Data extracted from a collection
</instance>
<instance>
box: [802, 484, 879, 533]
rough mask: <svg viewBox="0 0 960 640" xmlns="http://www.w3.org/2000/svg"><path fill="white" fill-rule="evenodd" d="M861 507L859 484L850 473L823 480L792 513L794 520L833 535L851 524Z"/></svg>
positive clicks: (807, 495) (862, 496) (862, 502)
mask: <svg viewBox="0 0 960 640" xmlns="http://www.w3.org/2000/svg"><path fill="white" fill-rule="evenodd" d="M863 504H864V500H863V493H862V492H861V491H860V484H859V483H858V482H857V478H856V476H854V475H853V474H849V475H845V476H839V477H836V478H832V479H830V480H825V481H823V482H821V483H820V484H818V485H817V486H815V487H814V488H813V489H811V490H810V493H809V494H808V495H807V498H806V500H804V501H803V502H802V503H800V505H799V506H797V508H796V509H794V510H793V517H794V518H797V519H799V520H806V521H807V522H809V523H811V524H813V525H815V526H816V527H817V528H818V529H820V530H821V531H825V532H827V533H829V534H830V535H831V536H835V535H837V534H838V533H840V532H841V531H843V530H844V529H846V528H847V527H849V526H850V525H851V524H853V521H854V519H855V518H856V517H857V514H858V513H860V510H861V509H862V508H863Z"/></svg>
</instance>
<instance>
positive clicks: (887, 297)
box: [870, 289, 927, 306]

• Activity
Once more, write out the records exactly as they are.

• Reply to the exercise
</instance>
<instance>
box: [802, 484, 879, 533]
rough mask: <svg viewBox="0 0 960 640" xmlns="http://www.w3.org/2000/svg"><path fill="white" fill-rule="evenodd" d="M861 507L859 484L850 473L823 480L792 513L794 520L833 535L851 524Z"/></svg>
positive clicks: (807, 495) (862, 496) (862, 502)
mask: <svg viewBox="0 0 960 640" xmlns="http://www.w3.org/2000/svg"><path fill="white" fill-rule="evenodd" d="M863 504H864V500H863V493H862V492H861V491H860V484H859V483H858V482H857V478H856V476H854V475H853V474H849V475H845V476H839V477H836V478H832V479H830V480H825V481H823V482H821V483H820V484H818V485H817V486H815V487H814V488H813V489H811V490H810V493H809V494H808V495H807V498H806V500H804V501H803V502H802V503H800V505H799V506H797V508H796V509H794V510H793V517H794V518H797V519H799V520H806V521H807V522H809V523H811V524H813V525H815V526H816V527H817V528H818V529H820V530H821V531H825V532H827V533H829V534H830V535H831V536H835V535H837V534H838V533H840V532H841V531H843V530H844V529H846V528H847V527H849V526H850V525H851V524H853V521H854V519H855V518H856V517H857V514H858V513H860V510H861V509H862V508H863Z"/></svg>
</instance>
<instance>
positive clicks: (887, 297)
box: [870, 289, 927, 306]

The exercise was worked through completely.